> _Directions_
Rewrite every line of the records below as a Markdown table with the columns "Row" and "Line," numbering the rows and skipping blank lines. Leave the pictures out of the table.

Pointing dataset excerpts:
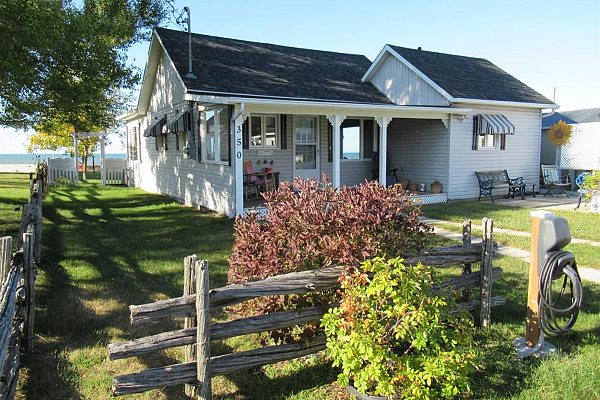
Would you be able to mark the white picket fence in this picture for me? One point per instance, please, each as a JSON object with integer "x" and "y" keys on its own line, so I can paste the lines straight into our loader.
{"x": 59, "y": 168}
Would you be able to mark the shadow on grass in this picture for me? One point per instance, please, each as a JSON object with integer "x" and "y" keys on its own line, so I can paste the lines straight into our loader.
{"x": 105, "y": 249}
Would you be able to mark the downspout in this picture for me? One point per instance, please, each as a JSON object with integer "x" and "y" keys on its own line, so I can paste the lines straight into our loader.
{"x": 238, "y": 155}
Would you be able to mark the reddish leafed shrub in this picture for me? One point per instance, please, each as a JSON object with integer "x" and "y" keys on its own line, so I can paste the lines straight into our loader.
{"x": 311, "y": 225}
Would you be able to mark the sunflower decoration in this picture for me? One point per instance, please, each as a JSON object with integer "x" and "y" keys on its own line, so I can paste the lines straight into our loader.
{"x": 560, "y": 133}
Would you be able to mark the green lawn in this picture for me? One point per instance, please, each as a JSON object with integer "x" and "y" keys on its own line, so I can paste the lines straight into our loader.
{"x": 106, "y": 248}
{"x": 583, "y": 225}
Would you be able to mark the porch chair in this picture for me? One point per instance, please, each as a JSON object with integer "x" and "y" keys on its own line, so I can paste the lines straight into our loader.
{"x": 582, "y": 192}
{"x": 255, "y": 180}
{"x": 554, "y": 181}
{"x": 392, "y": 174}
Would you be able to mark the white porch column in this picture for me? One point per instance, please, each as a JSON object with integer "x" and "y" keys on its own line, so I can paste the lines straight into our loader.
{"x": 76, "y": 156}
{"x": 336, "y": 122}
{"x": 102, "y": 156}
{"x": 239, "y": 161}
{"x": 383, "y": 122}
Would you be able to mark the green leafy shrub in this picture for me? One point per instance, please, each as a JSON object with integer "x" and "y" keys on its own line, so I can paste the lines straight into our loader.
{"x": 311, "y": 225}
{"x": 391, "y": 337}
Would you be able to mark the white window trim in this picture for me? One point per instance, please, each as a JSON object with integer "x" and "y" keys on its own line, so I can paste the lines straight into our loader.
{"x": 263, "y": 131}
{"x": 495, "y": 147}
{"x": 361, "y": 139}
{"x": 203, "y": 139}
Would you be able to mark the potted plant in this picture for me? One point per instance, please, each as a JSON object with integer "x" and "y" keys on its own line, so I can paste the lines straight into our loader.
{"x": 393, "y": 338}
{"x": 436, "y": 187}
{"x": 404, "y": 182}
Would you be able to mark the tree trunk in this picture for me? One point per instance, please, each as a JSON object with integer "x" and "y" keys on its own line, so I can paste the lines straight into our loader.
{"x": 86, "y": 152}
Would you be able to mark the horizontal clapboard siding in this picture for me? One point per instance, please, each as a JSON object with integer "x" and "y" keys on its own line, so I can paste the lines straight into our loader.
{"x": 403, "y": 86}
{"x": 170, "y": 172}
{"x": 521, "y": 157}
{"x": 420, "y": 162}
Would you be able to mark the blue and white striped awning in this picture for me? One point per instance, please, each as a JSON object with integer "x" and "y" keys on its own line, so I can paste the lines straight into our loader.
{"x": 494, "y": 124}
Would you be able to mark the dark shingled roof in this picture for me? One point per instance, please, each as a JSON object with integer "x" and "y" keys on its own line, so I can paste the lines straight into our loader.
{"x": 469, "y": 77}
{"x": 551, "y": 119}
{"x": 259, "y": 69}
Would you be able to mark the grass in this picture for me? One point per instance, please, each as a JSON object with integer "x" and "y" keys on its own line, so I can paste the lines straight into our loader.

> _Exercise result_
| Row | Line |
|---|---|
| 1 | Would you be able to mark the white picket fence in this picture for me? One point per instance, please, each as a JSON object with integer "x" and "y" keys on its own line, so I can paste the lines straight into our loader. |
| 2 | {"x": 59, "y": 168} |
| 3 | Would you be able to mark the shadow on grass in this picture for me? One point per instance, please, each as a JSON object with integer "x" and "y" keys on its own line, so I can paste the lines straight into our loader. |
| 4 | {"x": 105, "y": 249} |
| 5 | Would you be able to mark the downspout in this picture for me? One point per instance, please, each as a JSON object with integer "x" and "y" keys on its own line, so I can paste the lines straight into our loader. |
| 6 | {"x": 238, "y": 155} |
| 7 | Would you be able to mark the reddish leafed shrub in this picture for me? One point per instance, please, each as a JSON object with integer "x" and "y" keys on its own line, so I can paste the lines straight into our loader. |
| 8 | {"x": 311, "y": 225} |
| 9 | Would you be able to mark the sunflower decoration in this picture for me? One point per instance, please, each as a JSON object with integer "x" and "y" keys on its own line, so I can paste the lines straight into our loader. |
| 10 | {"x": 560, "y": 133} |
| 11 | Would you be able to mark the green lawn in this picture for me? One point per instance, please, each as a JSON object with integer "x" and "y" keys on its own line, so I can paste the lines straight into our loader. |
| 12 | {"x": 106, "y": 248} |
| 13 | {"x": 583, "y": 225} |
| 14 | Would you be able to mark the porch chair in this picture for me? One point per instance, please, each as a JSON object with integer "x" and "y" keys on its own line, so I can paste the lines straight into our loader. |
| 15 | {"x": 582, "y": 192} |
| 16 | {"x": 255, "y": 180} |
| 17 | {"x": 554, "y": 181} |
| 18 | {"x": 392, "y": 174} |
| 19 | Would you be able to mark the white porch column in this picture for me? One point per instance, please, each as a JSON object with integer "x" and "y" keys on its own line, so I can paste the lines straight into our loader. |
| 20 | {"x": 76, "y": 156} |
| 21 | {"x": 336, "y": 122} |
| 22 | {"x": 102, "y": 156} |
| 23 | {"x": 239, "y": 161} |
| 24 | {"x": 383, "y": 122} |
| 25 | Would you be able to mark the green leafy shrub in this picture for me? One point per instance, please, each as a JSON object with integer "x" and "y" keys on its own line, so I can paste the lines straight into our loader. |
| 26 | {"x": 311, "y": 225} |
| 27 | {"x": 391, "y": 337} |
| 28 | Would you be able to mark the white window trim in this picture for me? One point per instance, please, each as a JSON object with integer "x" and "y" keys on its own line, so I can paste the lines straight into our loader. |
| 29 | {"x": 263, "y": 131} |
| 30 | {"x": 495, "y": 147} |
| 31 | {"x": 361, "y": 139} |
| 32 | {"x": 203, "y": 139} |
| 33 | Would you be able to mark the potted plant in this picture for me? One point per instance, please, each as a JSON object with integer "x" and "y" keys on its own line, so I can paste the lines straight into our loader. |
| 34 | {"x": 393, "y": 338} |
| 35 | {"x": 436, "y": 187} |
| 36 | {"x": 404, "y": 182} |
| 37 | Would you be able to mark the tree trunk in this picture for me? One point per instance, please, each as a JSON object with integer "x" and "y" keys on its own line, so I can paste the lines straight into our loader. |
| 38 | {"x": 86, "y": 152} |
| 39 | Would you be able to mark the horizontal clapboard siding in this picture for me? One point per instance, please, each as a JSON object with integer "x" and "y" keys on its own line, so I can paste the lines straight into our loader. |
| 40 | {"x": 403, "y": 86} |
| 41 | {"x": 170, "y": 172} |
| 42 | {"x": 521, "y": 157} |
| 43 | {"x": 420, "y": 162} |
| 44 | Would you be able to mark the blue and white striped awning in this picture for me? One point per instance, please, each as a JSON object with integer "x" and "y" keys on its own line, so I can paste the lines straight into our loader. |
| 45 | {"x": 494, "y": 124} |
| 46 | Would you be able to mark the dark shingled roof in this picture for me? One point per instance, please, each as a JSON object with integer "x" and "y" keys on its own line, so I can paste the lines straight into our loader. |
| 47 | {"x": 469, "y": 77} |
| 48 | {"x": 551, "y": 119} |
| 49 | {"x": 259, "y": 69} |
| 50 | Would you be able to mark the grass in this picture for me? One point per instance, please, each as a JSON object with integer "x" and "y" keys on its own line, so I can paste the lines straight into our loader. |